### Qué se pide
Edita el fragmento sobre el terremoto de Caracas desde "En efecto, la" hasta "allí el asunto.", ambos incluidos, y sustituye "clero" por "estamento eclesiástico".
── Fragmento del documento ──
Dedica usted una parte de su libro al terremoto ocurrido en Caracas, en marzo de 1812. ¿Se puede afirmar que la Iglesia lo usó para sus fines? 

En efecto, la Iglesia instrumentalizó el terremoto para aleccionar. Sin embargo, no se trata de criminalizar su conducta institucional. Hay matices críticos que hay que valorar. Si algo ha hecho buena parte de la historiografía que echó las bases del proyecto nacional a partir de mediados del siglo XIX, ha sido la de señalar al clero como un sector unánimemente reaccionario. Han quedado como los “malos” de la película. Creo que no va por allí el asunto. 

En nuestra investigación se refleja que el estamento religioso actuó en 1812 como lo hizo a lo largo del periodo colonial frente a las inundaciones, sequías y sismos. Cuando el momento de peligro aparecía, también el catecismo, los mandamientos y los sacramentos. Era un nervio institucional que tenía siglos en Occidente. Así funcionaba la lógica eclesial: en su aparato mental, Dios y la Naturaleza estaba para brindarnos lecciones y hacernos tomar conciencia. Nuestra forma de pensar, sentir y experimentar el mundo no era la que tenían nuestros ancestros. Caeríamos en un error garrafal afirmar lo contrario. 

Roscio anotaría meses después de caída la Primera República: “El confesionario fue la terrible batería que, inaccesible por su secreto, dio a estos vampiros un enorme triunfo en favor de nuestros enemigos”. A contrapelo, se perfila el enorme peso del pensamiento tradicional en las mayorías. ¿Existía, en marzo de 1812, una forma de interpretar el terremoto de otra forma? Eso es otro asunto.

Por último: Miedo. Una historia alternativa del mundo (2023), el reciente y elogiado libro de Robert Pekham —médico e historiador estudioso de las epidemias— acaba de ser publicado en español. Sostiene que vivimos una época de concentración de miedos. ¿Es así también en Venezuela? ¿Atravesamos años donde el miedo es intenso y constante?
───
── Datos proporcionados ──
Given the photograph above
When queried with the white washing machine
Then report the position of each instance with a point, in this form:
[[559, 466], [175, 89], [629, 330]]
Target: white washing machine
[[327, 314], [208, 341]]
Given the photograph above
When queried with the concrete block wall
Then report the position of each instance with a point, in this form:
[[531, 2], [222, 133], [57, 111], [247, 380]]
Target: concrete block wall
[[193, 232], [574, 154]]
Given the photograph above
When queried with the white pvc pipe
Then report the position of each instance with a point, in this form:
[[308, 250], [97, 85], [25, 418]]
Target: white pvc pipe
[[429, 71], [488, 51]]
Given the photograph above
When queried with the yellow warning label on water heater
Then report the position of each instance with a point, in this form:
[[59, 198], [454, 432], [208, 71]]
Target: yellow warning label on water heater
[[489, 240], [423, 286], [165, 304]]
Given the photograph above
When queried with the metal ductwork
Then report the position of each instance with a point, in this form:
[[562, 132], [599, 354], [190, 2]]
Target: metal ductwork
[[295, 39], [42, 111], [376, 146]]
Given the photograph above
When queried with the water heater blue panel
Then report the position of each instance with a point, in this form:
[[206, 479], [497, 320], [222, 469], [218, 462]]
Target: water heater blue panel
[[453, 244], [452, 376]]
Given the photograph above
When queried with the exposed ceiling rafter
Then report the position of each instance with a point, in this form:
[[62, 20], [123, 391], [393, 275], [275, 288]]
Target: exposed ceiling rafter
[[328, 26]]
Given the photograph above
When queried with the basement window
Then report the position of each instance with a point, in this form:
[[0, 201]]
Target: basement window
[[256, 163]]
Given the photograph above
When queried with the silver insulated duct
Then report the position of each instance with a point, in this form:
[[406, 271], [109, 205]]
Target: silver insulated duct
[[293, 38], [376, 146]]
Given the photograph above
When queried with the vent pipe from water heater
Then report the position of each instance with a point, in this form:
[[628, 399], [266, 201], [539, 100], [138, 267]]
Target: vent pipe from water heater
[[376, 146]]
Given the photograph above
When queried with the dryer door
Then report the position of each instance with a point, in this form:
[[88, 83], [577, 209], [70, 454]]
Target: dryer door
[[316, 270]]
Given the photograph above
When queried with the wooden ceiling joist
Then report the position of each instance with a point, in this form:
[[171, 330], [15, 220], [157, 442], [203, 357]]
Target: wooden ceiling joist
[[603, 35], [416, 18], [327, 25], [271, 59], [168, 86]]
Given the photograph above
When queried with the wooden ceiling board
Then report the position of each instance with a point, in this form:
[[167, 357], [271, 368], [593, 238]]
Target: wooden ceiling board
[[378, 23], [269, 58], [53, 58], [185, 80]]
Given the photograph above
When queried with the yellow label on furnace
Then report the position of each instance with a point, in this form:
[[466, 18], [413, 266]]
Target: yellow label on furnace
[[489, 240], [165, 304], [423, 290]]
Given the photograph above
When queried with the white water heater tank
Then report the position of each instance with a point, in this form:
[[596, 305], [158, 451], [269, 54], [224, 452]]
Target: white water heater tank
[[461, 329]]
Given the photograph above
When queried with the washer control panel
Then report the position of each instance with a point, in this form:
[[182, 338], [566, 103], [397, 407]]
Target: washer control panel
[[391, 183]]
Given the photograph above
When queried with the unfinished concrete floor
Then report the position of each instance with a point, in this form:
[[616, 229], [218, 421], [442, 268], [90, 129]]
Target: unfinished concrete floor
───
### Solución
En efecto, la Iglesia instrumentalizó el terremoto para aleccionar. Sin embargo, no se trata de criminalizar su conducta institucional. Hay matices críticos que hay que valorar. Si algo ha hecho buena parte de la historiografía que echó las bases del proyecto nacional a partir de mediados del siglo XIX, ha sido la de señalar al estamento eclesiástico como un sector unánimemente reaccionario. Han quedado como los “malos” de la película. Creo que no va por allí el asunto.